--- Records for the exercise Enclosed Below ---

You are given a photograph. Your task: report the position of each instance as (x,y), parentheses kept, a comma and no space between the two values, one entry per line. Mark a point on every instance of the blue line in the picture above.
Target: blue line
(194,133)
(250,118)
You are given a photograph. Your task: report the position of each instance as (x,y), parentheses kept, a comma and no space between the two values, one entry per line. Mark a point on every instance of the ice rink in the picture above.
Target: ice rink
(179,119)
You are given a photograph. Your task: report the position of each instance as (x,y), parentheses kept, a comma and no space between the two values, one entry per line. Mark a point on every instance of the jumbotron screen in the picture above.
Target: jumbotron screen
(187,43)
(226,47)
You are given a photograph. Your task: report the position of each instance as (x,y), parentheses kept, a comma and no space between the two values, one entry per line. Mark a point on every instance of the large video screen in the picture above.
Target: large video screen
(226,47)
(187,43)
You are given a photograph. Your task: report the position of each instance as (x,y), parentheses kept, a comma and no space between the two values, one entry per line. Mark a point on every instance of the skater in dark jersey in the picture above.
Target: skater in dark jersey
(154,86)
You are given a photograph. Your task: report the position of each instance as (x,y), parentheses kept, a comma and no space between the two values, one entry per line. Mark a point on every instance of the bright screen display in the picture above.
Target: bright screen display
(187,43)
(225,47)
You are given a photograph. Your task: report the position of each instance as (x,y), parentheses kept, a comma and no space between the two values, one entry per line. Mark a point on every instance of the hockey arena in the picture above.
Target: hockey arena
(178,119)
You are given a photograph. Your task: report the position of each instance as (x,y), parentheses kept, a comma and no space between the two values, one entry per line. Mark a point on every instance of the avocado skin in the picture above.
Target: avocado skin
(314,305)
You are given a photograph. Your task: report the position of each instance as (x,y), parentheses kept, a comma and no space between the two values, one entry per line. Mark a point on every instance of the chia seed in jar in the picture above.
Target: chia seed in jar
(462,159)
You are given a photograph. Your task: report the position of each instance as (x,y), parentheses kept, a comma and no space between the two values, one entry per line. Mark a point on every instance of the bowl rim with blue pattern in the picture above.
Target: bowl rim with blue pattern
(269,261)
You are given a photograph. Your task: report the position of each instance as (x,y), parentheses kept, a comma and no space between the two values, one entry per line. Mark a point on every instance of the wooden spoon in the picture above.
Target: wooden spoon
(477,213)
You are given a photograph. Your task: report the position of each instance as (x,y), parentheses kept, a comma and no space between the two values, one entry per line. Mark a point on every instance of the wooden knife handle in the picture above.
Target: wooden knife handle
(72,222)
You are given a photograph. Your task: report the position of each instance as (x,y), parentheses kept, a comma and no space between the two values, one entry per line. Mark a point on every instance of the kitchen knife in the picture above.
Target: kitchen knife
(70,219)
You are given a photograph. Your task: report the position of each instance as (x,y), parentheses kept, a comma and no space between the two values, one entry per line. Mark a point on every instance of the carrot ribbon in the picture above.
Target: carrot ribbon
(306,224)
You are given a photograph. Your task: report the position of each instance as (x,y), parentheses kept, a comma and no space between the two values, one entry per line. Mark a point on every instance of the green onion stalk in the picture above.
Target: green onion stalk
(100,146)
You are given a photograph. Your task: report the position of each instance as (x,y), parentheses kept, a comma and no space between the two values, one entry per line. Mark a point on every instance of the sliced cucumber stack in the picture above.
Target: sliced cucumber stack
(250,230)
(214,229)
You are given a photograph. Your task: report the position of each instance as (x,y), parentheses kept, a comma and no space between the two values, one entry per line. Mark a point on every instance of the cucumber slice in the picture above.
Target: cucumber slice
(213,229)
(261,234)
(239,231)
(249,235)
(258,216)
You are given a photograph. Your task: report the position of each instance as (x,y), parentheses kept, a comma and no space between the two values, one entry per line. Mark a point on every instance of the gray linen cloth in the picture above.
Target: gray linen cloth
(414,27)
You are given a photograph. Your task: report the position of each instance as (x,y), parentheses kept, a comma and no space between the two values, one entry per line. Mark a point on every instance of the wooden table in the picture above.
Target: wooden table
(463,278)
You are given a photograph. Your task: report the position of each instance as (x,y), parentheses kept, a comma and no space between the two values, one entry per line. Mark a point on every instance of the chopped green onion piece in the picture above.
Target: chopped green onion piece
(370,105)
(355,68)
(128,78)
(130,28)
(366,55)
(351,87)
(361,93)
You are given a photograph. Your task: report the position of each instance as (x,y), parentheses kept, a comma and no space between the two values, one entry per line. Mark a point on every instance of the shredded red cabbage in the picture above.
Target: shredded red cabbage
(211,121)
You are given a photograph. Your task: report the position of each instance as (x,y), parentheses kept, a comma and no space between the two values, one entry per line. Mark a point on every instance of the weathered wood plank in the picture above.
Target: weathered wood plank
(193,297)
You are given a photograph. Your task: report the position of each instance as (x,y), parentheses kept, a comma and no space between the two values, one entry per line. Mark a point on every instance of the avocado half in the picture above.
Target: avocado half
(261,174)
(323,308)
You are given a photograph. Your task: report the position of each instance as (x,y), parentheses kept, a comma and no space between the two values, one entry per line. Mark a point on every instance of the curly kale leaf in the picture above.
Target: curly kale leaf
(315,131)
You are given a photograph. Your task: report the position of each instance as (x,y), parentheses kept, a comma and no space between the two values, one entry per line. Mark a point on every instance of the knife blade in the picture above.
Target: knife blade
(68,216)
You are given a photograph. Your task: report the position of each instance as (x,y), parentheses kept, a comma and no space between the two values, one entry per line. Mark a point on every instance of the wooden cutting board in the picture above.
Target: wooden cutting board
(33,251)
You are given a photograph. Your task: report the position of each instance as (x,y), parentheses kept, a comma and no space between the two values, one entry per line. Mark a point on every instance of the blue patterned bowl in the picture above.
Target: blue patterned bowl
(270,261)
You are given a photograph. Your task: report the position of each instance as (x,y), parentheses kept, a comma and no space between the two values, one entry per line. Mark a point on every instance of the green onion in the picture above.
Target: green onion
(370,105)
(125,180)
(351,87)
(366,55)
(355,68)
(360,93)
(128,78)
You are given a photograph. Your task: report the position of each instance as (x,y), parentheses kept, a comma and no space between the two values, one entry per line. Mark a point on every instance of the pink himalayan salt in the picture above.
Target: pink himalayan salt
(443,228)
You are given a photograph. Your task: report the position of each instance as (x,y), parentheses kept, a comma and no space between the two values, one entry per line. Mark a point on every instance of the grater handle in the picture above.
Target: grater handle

--- End of Enclosed Records for the exercise ---

Task brief: Each line of the records that contains the string "grater" must be copied.

Response for this exercise:
You are given a photograph. Your task: report the position of each instance as (x,y), parentheses kept, a comma and no space between the two values, one entry per line. Mark a point on every instance of the grater handle in the picture above.
Target: grater handle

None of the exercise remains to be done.